→ Goal of the exercise
Your task is to filter the data below down to the lines holding "gray".

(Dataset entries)

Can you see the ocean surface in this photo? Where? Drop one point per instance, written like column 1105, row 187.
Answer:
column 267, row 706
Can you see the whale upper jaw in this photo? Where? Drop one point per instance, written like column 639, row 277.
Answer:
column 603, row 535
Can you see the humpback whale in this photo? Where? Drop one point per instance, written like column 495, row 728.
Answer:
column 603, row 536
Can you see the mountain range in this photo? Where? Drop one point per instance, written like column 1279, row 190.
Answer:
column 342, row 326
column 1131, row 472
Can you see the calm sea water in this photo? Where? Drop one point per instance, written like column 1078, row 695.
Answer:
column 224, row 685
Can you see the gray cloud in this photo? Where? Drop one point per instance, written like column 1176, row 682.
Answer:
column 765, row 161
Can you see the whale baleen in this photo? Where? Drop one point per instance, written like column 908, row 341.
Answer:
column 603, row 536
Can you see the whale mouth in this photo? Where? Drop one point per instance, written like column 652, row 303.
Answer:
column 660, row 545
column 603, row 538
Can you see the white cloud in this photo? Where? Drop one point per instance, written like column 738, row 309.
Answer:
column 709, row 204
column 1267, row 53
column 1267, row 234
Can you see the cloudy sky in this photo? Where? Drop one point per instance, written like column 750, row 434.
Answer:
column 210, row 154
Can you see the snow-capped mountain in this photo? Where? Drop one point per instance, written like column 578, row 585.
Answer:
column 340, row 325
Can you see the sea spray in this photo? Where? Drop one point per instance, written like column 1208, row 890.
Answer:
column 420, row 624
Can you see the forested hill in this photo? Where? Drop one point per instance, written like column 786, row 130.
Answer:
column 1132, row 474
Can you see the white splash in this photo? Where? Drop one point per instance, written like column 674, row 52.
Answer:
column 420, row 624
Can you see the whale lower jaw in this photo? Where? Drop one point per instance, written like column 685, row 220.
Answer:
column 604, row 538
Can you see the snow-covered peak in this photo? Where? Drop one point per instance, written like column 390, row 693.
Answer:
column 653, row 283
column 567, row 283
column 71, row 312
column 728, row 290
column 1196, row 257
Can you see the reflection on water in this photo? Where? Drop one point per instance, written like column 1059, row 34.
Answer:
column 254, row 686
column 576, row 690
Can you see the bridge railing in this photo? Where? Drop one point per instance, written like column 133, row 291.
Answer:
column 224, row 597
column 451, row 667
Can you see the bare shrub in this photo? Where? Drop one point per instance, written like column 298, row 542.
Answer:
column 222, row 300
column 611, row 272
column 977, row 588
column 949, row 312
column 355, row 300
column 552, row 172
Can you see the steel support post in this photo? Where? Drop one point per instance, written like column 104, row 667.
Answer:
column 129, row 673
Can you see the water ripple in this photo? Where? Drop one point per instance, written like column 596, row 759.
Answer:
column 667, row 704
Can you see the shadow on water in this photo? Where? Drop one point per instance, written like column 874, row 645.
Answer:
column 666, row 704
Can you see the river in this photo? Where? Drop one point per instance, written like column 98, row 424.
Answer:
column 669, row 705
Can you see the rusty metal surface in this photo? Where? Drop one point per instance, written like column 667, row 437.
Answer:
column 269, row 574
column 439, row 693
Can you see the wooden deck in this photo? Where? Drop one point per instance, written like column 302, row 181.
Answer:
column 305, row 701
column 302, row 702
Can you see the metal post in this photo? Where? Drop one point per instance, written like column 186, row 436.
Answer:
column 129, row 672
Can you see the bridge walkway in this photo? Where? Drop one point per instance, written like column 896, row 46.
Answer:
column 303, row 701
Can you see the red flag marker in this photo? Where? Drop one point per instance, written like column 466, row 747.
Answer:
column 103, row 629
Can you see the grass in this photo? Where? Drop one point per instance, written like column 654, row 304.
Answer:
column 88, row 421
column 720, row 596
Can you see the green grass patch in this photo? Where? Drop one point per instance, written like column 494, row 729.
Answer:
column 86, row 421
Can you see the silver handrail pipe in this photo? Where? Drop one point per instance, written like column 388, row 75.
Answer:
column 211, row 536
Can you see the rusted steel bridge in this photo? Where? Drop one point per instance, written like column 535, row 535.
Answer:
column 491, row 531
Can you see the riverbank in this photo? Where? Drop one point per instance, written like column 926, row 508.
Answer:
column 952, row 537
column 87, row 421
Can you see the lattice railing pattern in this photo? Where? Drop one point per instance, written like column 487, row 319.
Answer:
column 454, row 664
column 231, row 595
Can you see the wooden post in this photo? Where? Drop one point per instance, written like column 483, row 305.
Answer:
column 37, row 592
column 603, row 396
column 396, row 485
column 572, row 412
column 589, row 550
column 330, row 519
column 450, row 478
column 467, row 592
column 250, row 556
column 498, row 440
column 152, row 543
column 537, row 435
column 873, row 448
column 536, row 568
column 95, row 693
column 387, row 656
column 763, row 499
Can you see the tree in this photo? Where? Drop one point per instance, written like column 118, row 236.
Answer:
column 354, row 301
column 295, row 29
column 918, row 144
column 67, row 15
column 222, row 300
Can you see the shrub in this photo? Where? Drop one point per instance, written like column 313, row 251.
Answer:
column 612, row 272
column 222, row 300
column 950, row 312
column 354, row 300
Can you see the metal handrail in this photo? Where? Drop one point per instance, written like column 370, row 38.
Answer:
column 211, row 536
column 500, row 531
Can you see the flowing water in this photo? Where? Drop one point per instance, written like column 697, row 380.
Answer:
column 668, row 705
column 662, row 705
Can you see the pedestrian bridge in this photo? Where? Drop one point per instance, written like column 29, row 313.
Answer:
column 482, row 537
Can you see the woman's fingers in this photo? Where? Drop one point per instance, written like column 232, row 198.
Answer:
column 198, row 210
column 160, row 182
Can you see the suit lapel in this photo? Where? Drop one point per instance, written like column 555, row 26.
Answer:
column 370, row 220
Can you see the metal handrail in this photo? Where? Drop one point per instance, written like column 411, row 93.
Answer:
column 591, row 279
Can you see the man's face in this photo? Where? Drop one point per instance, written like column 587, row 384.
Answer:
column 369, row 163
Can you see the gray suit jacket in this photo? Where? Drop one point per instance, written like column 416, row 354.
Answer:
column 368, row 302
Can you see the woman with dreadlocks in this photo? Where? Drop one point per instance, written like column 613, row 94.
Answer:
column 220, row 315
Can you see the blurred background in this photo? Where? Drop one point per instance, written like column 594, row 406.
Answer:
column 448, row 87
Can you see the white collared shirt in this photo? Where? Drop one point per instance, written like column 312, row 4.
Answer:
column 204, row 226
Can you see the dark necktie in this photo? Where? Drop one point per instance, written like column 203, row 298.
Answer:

→ Exercise output
Can you see the gray cloud in this photo? Where? Drop one point per instance, written like column 1176, row 682.
Can you see the gray suit jacket in this photo? Where? Drop one point per instance, written like column 416, row 354.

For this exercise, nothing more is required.